▶ STUDIETEKST
ECLI:NL:RBDHA:2022:2656

Rechtbank Den Haag

Datum uitspraak
7 februari 2022
Publicatiedatum
25 maart 2022
Zaaknummer
NL22.356
Instantie
Rechtbank Den Haag
Type
Uitspraak
Procedures
  • Voorlopige voorziening
Rechters
Vindplaatsen
  • Rechtspraak.nl
AI samenvatting door LexboostAutomatisch gegenereerd

Afwijzing verzoek voorlopige voorziening asielaanvraag op grond van Dublinverordening

In deze zaak heeft de voorzieningenrechter van de Rechtbank Den Haag op 7 februari 2022 uitspraak gedaan in een verzoek om voorlopige voorziening van een asielzoeker, aangeduid als verzoeker, die een verblijfsvergunning asiel voor bepaalde tijd had aangevraagd. De aanvraag werd door de Staatssecretaris van Justitie en Veiligheid, verweerder, niet in behandeling genomen, omdat Duitsland volgens de Dublinverordening verantwoordelijk was voor de behandeling van de asielaanvraag. Verzoeker heeft hiertegen beroep ingesteld en verzocht om een voorlopige voorziening.

De zitting vond plaats op 1 februari 2022, waarbij verzoeker werd bijgestaan door zijn gemachtigde, mr. S.N. Ali, en de heer Benkita als tolk aanwezig was. Verweerder werd vertegenwoordigd door mr. F.F.M. van de Kamp. Tijdens de zitting is het verzoek om voorlopige voorziening behandeld, maar de voorzieningenrechter heeft in een andere zaak, NL22.355, op dezelfde datum uitspraak gedaan, waardoor het verzoek om een voorlopige voorziening niet meer nodig was.

De voorzieningenrechter heeft het verzoek om voorlopige voorziening afgewezen en aangegeven dat er geen aanleiding is voor een proceskostenveroordeling. De uitspraak is openbaar gemaakt op rechtspraak.nl en er staat geen hoger beroep of verzet open tegen deze beslissing.

Uitspraak

RECHTBANK DEN HAAG

Zittingsplaats Utrecht Bestuursrecht zaaknummer: NL22.356
uitspraak van de voorzieningenrechter in de zaak tussen

[verzoeker] , verzoeker V-nummer: [V-nummer]

(gemachtigde: mr. S.N. Ali), en
de Staatssecretaris van Justitie en Veiligheid, verweerder (gemachtigde: mr. F.F.M. van de Kamp).

▶ VERZAMELD MATERIAAL
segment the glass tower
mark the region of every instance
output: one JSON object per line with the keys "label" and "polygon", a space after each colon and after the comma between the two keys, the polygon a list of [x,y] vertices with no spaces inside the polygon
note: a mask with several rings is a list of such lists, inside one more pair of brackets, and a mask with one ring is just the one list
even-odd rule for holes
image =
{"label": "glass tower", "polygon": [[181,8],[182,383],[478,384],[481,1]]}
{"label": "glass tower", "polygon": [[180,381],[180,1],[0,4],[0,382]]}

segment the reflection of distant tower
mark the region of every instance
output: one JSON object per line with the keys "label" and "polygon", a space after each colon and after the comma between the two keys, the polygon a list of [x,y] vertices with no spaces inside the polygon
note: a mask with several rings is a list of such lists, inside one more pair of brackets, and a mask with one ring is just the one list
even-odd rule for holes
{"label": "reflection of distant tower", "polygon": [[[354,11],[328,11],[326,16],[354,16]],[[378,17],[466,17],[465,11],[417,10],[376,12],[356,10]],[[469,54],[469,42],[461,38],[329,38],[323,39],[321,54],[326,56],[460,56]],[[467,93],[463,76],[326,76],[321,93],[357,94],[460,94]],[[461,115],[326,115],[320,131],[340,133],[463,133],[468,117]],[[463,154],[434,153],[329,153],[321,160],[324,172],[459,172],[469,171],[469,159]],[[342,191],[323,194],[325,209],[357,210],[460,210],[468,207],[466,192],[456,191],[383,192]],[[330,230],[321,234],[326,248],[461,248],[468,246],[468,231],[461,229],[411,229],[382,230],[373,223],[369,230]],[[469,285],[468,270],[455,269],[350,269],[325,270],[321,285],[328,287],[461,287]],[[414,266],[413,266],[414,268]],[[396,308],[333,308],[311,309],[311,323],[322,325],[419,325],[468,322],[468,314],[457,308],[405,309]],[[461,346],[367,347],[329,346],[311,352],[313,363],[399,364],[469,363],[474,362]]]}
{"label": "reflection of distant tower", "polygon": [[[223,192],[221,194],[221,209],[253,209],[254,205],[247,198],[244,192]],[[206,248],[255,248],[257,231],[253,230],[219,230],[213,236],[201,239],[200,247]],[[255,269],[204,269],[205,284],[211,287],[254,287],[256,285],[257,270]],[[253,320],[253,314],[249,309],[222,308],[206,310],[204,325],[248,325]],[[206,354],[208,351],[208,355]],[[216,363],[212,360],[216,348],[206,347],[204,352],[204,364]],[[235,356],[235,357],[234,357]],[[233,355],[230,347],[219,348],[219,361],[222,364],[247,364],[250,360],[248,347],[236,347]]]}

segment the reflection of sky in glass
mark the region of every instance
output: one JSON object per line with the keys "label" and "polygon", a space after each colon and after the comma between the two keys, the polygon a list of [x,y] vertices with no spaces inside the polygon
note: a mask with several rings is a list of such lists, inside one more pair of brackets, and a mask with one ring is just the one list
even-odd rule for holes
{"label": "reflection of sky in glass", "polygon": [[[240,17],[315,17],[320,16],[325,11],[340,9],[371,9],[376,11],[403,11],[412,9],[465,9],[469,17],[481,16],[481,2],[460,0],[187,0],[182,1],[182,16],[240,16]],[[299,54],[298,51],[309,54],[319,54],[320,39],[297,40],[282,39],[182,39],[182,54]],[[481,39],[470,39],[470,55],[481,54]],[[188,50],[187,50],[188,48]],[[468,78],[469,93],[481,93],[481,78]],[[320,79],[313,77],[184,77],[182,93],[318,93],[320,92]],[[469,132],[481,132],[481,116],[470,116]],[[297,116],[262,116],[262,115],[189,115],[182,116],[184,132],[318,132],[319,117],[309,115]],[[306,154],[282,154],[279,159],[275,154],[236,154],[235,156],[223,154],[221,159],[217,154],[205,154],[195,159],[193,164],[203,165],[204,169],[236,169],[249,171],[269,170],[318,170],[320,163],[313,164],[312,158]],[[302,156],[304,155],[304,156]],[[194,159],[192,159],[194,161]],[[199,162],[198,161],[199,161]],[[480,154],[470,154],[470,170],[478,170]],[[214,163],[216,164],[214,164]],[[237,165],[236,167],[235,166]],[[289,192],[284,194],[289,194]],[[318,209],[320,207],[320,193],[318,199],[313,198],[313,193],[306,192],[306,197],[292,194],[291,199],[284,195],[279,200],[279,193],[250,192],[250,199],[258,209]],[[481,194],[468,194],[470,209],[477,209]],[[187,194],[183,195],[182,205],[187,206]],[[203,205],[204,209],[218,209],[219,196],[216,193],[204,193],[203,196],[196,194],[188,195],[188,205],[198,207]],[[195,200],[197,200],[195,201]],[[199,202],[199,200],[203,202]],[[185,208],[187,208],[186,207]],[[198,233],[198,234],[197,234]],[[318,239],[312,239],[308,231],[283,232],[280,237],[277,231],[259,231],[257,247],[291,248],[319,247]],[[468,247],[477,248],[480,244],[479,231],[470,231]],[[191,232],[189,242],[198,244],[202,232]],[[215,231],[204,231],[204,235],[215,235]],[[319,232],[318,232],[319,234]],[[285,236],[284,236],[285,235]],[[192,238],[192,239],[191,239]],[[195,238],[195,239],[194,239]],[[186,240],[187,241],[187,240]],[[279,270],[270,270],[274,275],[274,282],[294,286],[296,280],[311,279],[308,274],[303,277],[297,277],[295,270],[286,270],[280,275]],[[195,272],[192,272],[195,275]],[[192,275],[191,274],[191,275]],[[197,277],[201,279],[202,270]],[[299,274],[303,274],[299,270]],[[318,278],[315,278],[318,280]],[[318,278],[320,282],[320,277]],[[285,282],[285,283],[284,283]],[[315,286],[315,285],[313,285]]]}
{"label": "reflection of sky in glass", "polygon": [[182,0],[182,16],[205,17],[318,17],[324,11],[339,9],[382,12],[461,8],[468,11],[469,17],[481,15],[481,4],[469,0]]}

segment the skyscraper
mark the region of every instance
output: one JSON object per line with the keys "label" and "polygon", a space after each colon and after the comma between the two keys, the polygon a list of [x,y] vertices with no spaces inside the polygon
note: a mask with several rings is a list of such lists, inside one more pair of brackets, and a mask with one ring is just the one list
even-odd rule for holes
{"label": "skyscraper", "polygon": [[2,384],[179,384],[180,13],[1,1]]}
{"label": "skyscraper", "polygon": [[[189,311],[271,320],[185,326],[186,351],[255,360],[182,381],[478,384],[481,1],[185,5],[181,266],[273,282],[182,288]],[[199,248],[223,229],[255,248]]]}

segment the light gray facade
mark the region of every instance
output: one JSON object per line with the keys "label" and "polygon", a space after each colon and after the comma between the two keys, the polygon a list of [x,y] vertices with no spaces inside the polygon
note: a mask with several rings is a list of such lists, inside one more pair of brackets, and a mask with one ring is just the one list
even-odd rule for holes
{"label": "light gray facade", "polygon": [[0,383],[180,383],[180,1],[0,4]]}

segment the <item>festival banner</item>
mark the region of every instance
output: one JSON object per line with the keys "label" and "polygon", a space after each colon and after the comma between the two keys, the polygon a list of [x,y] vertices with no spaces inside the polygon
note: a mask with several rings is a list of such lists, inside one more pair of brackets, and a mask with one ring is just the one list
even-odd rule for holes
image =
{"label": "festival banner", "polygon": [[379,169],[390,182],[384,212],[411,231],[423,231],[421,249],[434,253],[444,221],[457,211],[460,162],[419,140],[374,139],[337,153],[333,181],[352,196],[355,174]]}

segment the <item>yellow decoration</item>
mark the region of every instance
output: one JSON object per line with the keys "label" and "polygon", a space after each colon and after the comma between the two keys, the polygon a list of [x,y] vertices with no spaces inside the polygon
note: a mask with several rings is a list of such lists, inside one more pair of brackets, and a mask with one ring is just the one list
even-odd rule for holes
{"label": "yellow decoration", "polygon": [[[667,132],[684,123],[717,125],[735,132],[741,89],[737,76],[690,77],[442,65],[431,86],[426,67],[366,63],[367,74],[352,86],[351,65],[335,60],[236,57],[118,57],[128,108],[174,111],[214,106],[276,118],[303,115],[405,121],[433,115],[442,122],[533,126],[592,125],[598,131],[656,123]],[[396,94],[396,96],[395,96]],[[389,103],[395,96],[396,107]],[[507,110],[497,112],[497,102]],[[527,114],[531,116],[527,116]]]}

▶ OPDRACHTEN
**1.** Typ het gedeelte van de studietekst tussen "Zittingsplaats Utrecht Bestuursrecht" en "van de Kamp)." over, beide inbegrepen.
**2.** Op welke datum vond volgens de studietekst de zitting plaats?

▶ ANTWOORDEN PER OPDRACHT
**1.**
Zittingsplaats Utrecht Bestuursrecht zaaknummer: NL22.356
uitspraak van de voorzieningenrechter in de zaak tussen

[verzoeker] , verzoeker V-nummer: [V-nummer]

(gemachtigde: mr. S.N. Ali), en
de Staatssecretaris van Justitie en Veiligheid, verweerder (gemachtigde: mr. F.F.M. van de Kamp).

**2.** Op 1 februari 2022.